On the motion to suppress Investigator Johansen of the New York State Police was the principal witness. He testified that he had received two reports in December 1972 concerning a 1972 Cadillac El Dorado automobile with Florida license plates. First, he was notified by Martin Upmal of the Vermont Motor Vehicle Department that a man named Louis Zaicek had attempted to register the automobile with them as a 1971 vehicle. When Zaicek was told additional proof of title would be needed to complete the registration, he left Upmal’s office and did not return. Second, Jo-hansen contacted the Florida Motor Vehicle Department and received a report that the car was registered to an automobile leasing company in Pompano Beach, Florida.

━━━━━━

* _Requests_:
1/ List every person named in the passage on the motion to suppress.
2/ Return the portion of the passage on the motion to suppress between "On the motion" and "Pompano Beach, Florida.", inclusive.
3/ Resume the passage on the motion to suppress, beginning after its final sentence.

* _Information given_:

━━━━━━

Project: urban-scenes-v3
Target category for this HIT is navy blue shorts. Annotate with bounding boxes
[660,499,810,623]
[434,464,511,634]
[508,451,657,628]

━━━━━━

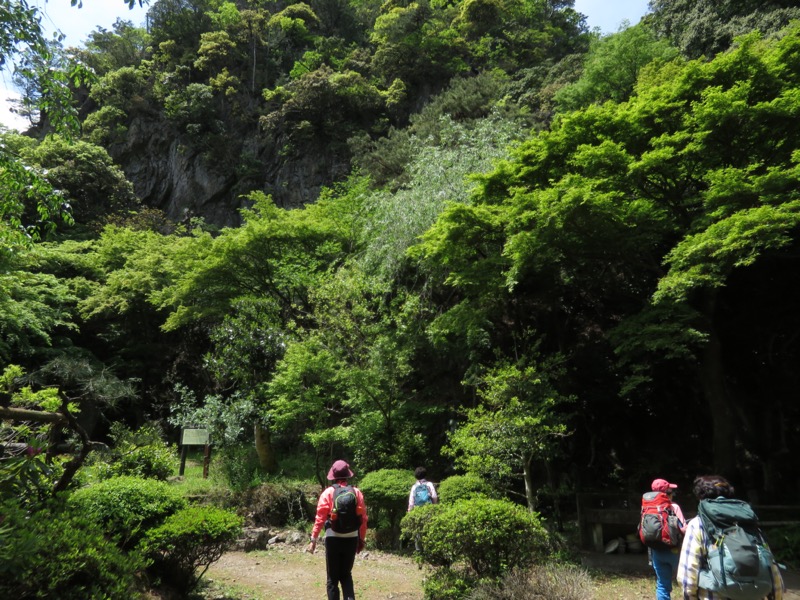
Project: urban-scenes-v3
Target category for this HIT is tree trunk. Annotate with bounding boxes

━━━━━━

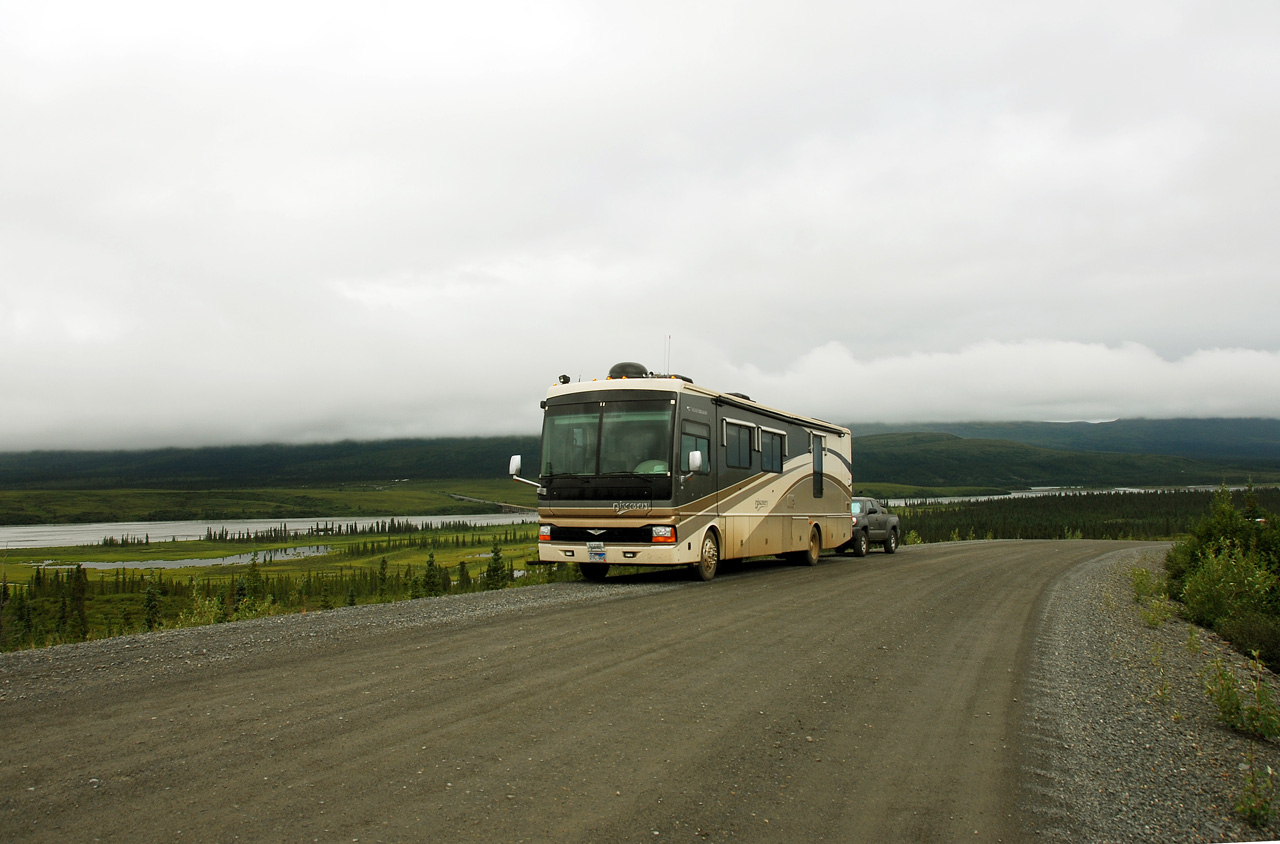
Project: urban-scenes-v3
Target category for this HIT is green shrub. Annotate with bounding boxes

━━━━━━

* _Results of the exercise_:
1/
Investigator Johansen
Martin Upmal
Louis Zaicek

2/
On the motion to suppress Investigator Johansen of the New York State Police was the principal witness. He testified that he had received two reports in December 1972 concerning a 1972 Cadillac El Dorado automobile with Florida license plates. First, he was notified by Martin Upmal of the Vermont Motor Vehicle Department that a man named Louis Zaicek had attempted to register the automobile with them as a 1971 vehicle. When Zaicek was told additional proof of title would be needed to complete the registration, he left Upmal’s office and did not return. Second, Jo-hansen contacted the Florida Motor Vehicle Department and received a report that the car was registered to an automobile leasing company in Pompano Beach, Florida.

3/
On December 27, 1972, Johansen and his partner noticed the Cadillac parked in a driveway in Valhalla, New York. When two men got into the car and prepared to drive away, Johansen blocked the driveway with his car. Johansen told the driver, who identified himself as Louis Zaicek, that the car had been reported as stolen. In response, Zaicek claimed that the car was rented and suggested that a call to the leasing company would verify his claim. Johansen called the company, and its vice president informed him that the check written by Zaicek to lease the ear had bounced and that he had been informed that Zaicek had tried to register the car in his own name. He requested Johansen to arrest Zaicek and recover the car.
Johansen thereupon arrested Zaicek and drove Zaicek and his companion, Ar-menio Baddia, to the police station. The Cadillac was seized at the same time and driven to the police station by Johansen’s partner, after which the car was locked and the keys were retained by Johansen.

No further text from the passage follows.